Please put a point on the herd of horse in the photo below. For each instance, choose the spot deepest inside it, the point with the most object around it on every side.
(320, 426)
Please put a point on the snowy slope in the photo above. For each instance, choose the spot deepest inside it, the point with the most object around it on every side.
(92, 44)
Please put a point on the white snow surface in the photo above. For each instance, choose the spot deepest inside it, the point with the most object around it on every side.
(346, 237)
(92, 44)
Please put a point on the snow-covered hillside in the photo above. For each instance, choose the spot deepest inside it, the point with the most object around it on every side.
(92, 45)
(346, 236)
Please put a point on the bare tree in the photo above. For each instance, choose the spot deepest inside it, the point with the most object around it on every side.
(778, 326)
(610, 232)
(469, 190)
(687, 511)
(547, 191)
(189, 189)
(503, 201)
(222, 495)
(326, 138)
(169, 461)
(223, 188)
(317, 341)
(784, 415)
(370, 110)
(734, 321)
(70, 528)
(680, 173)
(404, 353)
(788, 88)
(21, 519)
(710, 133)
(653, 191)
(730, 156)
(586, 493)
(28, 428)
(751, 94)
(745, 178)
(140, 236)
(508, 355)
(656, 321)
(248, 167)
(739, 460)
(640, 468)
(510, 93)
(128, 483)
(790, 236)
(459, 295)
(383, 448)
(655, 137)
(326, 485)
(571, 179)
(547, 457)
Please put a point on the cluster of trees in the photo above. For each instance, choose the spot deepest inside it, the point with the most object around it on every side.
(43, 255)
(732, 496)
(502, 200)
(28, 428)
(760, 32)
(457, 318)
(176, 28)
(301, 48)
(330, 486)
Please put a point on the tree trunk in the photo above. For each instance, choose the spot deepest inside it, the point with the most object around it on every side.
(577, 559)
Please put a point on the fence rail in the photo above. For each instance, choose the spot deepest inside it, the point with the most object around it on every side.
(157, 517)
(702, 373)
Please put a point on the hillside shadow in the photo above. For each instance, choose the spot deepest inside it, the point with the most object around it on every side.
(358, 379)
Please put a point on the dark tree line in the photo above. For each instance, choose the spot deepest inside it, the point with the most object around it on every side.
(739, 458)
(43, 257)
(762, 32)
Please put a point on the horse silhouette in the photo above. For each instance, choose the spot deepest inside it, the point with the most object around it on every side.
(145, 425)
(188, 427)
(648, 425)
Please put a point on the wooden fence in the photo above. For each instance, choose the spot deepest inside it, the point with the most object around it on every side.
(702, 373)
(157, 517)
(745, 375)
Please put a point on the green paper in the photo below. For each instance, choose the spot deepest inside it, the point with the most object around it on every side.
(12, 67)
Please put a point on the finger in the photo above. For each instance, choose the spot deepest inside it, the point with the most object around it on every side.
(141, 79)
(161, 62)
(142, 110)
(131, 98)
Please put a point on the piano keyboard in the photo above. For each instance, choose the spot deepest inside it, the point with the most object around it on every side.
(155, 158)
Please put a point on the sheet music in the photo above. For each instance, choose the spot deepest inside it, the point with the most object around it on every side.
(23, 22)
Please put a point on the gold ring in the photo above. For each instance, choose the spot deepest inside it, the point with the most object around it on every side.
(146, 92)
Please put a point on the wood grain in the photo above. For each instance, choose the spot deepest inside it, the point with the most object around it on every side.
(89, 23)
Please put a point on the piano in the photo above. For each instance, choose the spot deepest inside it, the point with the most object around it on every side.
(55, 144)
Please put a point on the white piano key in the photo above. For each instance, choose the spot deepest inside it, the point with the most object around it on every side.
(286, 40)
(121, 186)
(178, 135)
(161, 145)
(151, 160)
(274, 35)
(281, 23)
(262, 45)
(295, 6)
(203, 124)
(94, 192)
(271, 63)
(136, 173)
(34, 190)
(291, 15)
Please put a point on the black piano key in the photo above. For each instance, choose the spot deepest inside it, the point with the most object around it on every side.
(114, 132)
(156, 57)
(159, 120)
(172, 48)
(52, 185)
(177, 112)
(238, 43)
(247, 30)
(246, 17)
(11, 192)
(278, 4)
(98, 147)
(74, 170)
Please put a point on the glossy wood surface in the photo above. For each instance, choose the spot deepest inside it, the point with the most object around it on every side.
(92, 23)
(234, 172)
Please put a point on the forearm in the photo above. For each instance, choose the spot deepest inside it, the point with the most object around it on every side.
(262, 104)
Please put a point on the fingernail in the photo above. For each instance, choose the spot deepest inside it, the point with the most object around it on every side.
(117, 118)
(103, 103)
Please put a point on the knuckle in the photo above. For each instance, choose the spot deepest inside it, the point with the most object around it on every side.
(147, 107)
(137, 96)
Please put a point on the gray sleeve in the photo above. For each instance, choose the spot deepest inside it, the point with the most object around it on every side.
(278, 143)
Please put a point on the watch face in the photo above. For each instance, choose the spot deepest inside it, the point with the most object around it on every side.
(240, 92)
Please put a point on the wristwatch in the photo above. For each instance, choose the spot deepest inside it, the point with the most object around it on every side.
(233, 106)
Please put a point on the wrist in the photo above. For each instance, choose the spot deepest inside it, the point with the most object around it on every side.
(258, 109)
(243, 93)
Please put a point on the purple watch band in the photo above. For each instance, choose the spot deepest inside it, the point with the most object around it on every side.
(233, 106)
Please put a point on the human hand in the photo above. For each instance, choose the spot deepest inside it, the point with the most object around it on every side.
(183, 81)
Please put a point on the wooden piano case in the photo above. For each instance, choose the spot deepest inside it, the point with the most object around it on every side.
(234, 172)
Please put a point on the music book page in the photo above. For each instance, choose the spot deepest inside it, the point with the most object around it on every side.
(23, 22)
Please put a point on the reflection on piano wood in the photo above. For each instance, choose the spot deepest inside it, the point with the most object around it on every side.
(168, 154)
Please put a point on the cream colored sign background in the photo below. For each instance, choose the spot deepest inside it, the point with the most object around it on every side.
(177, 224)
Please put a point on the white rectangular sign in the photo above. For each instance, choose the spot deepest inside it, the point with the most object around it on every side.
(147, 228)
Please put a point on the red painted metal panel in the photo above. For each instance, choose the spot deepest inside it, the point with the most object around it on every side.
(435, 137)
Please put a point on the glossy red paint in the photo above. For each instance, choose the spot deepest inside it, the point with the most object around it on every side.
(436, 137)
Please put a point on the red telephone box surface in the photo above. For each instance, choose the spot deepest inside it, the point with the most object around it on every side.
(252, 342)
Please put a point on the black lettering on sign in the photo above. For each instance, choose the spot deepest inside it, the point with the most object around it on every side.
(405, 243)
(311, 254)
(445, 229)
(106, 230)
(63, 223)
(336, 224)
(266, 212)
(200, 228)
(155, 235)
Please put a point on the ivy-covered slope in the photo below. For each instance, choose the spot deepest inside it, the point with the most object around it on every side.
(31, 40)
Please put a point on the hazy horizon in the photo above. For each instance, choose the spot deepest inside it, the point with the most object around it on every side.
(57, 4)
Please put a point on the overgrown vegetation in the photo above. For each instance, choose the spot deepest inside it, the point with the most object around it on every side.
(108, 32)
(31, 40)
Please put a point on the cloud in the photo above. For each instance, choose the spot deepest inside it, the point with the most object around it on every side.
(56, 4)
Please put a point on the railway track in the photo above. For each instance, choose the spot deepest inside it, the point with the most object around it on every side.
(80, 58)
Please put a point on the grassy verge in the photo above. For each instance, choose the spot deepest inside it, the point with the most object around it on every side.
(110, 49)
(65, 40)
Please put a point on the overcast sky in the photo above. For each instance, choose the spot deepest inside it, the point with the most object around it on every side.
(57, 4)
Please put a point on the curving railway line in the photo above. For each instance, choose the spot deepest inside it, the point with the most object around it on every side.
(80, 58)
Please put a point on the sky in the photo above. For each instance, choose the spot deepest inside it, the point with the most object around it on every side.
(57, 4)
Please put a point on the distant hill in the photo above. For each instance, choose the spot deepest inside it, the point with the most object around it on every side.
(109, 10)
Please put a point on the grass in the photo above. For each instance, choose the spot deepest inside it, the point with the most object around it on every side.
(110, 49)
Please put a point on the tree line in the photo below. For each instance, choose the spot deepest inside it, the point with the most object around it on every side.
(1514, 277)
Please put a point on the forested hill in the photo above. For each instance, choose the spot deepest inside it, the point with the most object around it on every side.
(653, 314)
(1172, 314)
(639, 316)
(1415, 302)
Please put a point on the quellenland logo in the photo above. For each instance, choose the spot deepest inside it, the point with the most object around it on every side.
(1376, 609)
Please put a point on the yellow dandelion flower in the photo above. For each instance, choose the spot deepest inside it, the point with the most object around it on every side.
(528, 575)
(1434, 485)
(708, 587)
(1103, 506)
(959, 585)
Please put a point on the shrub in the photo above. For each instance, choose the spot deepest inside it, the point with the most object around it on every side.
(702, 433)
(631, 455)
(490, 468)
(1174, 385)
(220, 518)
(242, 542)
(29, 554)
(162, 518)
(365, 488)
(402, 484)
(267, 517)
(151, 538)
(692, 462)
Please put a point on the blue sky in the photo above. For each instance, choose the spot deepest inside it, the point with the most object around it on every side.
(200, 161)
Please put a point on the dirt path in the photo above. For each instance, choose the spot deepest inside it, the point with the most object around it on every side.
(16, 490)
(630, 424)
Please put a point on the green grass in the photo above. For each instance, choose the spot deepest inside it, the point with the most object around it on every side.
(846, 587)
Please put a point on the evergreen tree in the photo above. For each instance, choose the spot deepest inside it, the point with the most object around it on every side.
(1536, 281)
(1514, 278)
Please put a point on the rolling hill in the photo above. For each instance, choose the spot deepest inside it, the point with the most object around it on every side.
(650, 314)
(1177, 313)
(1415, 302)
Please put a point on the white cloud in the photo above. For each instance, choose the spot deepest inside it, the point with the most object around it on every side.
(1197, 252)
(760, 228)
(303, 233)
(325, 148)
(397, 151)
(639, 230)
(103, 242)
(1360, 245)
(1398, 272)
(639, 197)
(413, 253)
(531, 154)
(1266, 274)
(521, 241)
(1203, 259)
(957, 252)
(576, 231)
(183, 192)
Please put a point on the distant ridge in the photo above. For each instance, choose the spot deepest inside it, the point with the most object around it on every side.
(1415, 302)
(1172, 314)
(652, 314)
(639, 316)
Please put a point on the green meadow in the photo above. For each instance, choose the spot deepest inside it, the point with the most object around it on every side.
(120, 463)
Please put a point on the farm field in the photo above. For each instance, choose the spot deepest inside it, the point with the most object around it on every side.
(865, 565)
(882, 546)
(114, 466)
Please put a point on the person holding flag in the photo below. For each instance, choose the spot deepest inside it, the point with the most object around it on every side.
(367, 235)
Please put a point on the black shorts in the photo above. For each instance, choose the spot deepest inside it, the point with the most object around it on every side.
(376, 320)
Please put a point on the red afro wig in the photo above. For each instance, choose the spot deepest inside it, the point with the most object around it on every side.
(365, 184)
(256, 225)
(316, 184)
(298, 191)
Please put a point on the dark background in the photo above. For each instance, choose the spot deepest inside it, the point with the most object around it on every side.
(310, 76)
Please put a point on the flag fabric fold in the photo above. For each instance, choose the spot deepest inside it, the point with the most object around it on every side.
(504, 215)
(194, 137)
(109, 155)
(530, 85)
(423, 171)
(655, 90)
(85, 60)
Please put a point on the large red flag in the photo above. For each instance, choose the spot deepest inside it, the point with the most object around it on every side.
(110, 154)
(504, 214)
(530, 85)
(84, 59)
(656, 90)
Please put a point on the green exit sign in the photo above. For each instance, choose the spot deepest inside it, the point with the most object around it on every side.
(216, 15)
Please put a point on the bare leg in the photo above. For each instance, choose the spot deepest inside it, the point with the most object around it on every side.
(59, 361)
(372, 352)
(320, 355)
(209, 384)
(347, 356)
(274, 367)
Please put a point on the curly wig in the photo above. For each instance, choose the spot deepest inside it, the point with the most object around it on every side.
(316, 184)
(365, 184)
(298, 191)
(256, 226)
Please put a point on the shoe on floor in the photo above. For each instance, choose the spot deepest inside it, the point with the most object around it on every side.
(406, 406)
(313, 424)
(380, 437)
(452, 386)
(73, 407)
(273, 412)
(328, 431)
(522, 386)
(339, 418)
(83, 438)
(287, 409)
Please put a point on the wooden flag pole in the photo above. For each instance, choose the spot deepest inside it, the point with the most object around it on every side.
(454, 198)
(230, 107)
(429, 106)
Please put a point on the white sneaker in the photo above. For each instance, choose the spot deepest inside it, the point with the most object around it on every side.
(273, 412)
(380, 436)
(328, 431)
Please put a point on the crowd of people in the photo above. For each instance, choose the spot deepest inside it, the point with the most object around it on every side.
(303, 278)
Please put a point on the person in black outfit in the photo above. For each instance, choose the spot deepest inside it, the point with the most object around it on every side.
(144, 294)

##########

Rewrite the records starting with the line that contains "Please put a point on the overgrown" and going on through the line that contains "(1514, 277)", replacing "railway" with "rail" and leaving everything else unchanged.

Please put a point on the overgrown vegetation in the photo above. For each instance, choose the spot deepest inside it, the point with the most object around it on every side.
(108, 32)
(31, 40)
Please put a point on the cloud in the photo above. For each instance, choose the spot deepest inside it, the point with the most object around it on every side.
(56, 4)
Please put a point on the rail track in the photo above. For each instance, choose the spot deepest inside it, the point with the most object around it on every side.
(80, 58)
Please put a point on the grassy verge in the photo above. For each instance, choose the spot deepest inside it, the point with the most object around it on every side.
(110, 49)
(65, 40)
Please put a point on the overcast sky in the photo above. For each instance, choose the spot deepest inside it, the point with the most object around it on every side.
(57, 4)
Please put a point on the curving rail line in the photo above. For each instance, choose the spot deepest inside it, the point with the most object around it on every side.
(80, 58)
Please put a point on the sky in the photo above. For each instance, choose the spot deepest inside it, the point with the most object around it on every side.
(57, 4)
Please put a point on the distant hill in the photo above. For each instance, choose the spot deepest inside it, the point with the most object around it on every side.
(109, 10)
Please put a point on the grass in the photo above. For each instance, choose the spot deepest inside it, the point with the most object around it on every side.
(110, 49)
Please put a point on the tree line in the photo below. For each instance, choose the spot deepest inside it, the point with the most object around it on every side.
(1514, 277)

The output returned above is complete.